### SOURCE EXTRACT

((

Saturday Dec 28, 2024
Wednesday, 13 October 2021 00:00 - - {{hitsCtrl.values.hits}}
It’s getting rather difficult these days to keep track of which liberties exactly the Government is painfully extricating from its people. While much of the country is up in arms about the incoming price hikes of several essential commodities, the Government quietly went about gazetting an amendment to the Code of Criminal Procedure Bill on 8 October.
This piece of legislation, if it comes to pass, will essentially enable Police and prison officials to request a magistrate “dispense with the personal attendance in court of a suspect” held in custody. Not only does this damage constitutional safeguards against torture, but it also goes against the UN’s Convention Against Torture, which says that it should be ensured “that detained persons are promptly brought before a judge within the time limit established by law, which should not go beyond 48 hours.”
Considering the spotlight on Sri Lanka’s human rights record with regard to it keeping the GSP+, and that just earlier this year, human rights activists had highlighted how political detainees in Sri Lanka were being tortured while in Police and military custody – and despite the Government denying such accusations – such moves can only be viewed in the most negative of lights.
Indeed, even without the passing of the newly gazetted amendments, detainees have frequently not been brought before a magistrate within 24 hours as required by law, and magistrates many a time have not given serious consideration to allegations of mistreatment, including by ensuring that the detainee receives proper medical attention from a judicial medical officer.
To be clear, domestic and international law prohibit police from excessive force; arbitrary arrests and detentions; and torture or other ill-treatment of suspects in custody. However, the police often bypass or ignore procedural safeguards that exist in Sri Lankan law and are required under international human rights law, including in the International Covenant on Civil and Political Rights, to which Sri Lanka is a party. These include the right to be informed of criminal charges, to have access to a lawyer of one’s choosing, and to be promptly brought before a judge. Sri Lanka’s Code of Criminal Procedure contains further safeguards, including registration of arrest and production of the accused before a magistrate within 24 hours of the arrest
It is well-known that the police frequently use torture to try to obtain confessions rather than undertaking the more difficult and time-consuming process of gathering evidence through investigations. Police also use beatings and other forms of torture to punish suspects they believe are guilty, instead of leaving the matter properly to the courts. International and domestic human rights defenders have frequently reported that the use of torture and other ill-treatment is common, even for minor offenses.
The cases documented by Human Rights Watch and others reflect a longstanding pattern of procedural violations. Suspects frequently are not informed about the reasons for their arrest. Police sometimes fabricate charges to justify the initial arrest and subsequent abusive interrogation methods. Family members usually are not informed of an arrest or allowed access to their detained relatives. Suspects may have little or no access to legal representation, and protection mechanisms such as examination by medical officers are haphazardly or improperly implemented.
If this new legislation is allowed to pass, it will be yet another nail in the already flimsy human rights afforded to detainees in Sri Lanka, as no longer will torture be tacitly enabled, it will at that point provide perpetrators all the legal means necessary to get away with their crimes.

))

### WHAT IS BEING ASKED
From the editorial on the criminal procedure amendment, rewrite the passage that opens with "Considering the spotlight" and closes with "negative of lights.", putting "a deeply troubling light" in place of "the most negative of lights".

### SOURCE MATERIAL
((

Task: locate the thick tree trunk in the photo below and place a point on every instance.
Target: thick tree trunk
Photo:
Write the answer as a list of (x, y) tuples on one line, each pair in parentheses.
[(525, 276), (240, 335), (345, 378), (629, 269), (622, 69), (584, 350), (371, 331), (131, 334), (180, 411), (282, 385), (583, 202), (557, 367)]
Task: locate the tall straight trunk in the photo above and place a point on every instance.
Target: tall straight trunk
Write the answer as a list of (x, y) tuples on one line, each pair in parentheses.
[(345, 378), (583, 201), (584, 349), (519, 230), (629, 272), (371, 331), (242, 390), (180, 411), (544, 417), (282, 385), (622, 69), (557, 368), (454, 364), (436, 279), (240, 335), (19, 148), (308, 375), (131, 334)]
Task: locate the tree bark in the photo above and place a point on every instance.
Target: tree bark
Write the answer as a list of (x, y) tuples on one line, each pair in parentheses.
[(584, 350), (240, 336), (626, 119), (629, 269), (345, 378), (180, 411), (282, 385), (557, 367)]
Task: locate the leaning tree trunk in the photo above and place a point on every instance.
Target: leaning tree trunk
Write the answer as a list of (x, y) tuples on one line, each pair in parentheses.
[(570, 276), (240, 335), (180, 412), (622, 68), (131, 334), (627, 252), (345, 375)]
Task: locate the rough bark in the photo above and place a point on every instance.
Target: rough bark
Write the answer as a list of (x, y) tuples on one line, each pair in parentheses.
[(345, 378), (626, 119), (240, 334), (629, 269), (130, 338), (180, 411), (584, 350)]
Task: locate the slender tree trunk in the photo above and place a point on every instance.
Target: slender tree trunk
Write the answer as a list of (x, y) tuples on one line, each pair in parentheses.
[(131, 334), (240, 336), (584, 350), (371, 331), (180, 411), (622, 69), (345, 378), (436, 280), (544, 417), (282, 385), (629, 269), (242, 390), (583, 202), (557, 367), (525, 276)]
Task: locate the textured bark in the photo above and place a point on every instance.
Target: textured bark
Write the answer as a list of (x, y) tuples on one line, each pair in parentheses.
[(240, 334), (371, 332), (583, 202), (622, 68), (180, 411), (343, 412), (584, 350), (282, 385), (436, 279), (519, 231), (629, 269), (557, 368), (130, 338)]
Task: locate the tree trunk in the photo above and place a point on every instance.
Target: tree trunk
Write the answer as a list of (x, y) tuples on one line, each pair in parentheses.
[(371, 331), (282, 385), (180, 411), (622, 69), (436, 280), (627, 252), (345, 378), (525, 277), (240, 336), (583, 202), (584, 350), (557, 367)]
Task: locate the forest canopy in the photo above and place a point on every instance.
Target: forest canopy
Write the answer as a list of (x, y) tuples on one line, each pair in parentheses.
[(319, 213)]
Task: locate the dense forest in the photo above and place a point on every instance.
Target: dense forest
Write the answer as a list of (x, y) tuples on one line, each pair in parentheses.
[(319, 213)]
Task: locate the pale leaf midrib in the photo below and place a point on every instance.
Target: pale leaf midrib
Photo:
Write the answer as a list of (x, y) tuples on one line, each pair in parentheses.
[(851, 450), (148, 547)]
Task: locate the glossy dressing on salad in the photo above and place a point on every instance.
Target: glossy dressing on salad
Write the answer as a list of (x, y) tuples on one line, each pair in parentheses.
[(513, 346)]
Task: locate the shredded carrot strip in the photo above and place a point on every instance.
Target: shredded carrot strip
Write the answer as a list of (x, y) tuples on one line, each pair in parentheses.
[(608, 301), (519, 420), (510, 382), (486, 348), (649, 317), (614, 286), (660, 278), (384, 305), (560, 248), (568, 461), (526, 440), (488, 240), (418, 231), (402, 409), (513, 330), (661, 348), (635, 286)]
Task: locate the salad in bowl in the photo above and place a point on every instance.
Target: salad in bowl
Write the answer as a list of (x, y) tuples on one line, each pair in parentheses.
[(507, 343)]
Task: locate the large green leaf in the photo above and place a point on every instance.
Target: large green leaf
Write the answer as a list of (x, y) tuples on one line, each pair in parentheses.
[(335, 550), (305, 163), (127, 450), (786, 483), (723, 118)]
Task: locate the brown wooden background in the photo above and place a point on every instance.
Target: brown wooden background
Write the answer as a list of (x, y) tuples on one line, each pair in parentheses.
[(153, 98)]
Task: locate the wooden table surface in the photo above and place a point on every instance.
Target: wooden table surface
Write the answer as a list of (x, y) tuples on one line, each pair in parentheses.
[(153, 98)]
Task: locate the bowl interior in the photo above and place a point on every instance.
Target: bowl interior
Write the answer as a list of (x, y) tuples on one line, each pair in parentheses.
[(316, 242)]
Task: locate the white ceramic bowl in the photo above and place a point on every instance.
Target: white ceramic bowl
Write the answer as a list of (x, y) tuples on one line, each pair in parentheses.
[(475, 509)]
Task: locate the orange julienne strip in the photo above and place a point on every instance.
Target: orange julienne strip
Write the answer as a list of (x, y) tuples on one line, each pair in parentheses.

))

### TASK OUTPUT
Considering the spotlight on Sri Lanka’s human rights record with regard to it keeping the GSP+, and that just earlier this year, human rights activists had highlighted how political detainees in Sri Lanka were being tortured while in Police and military custody – and despite the Government denying such accusations – such moves can only be viewed in a deeply troubling light.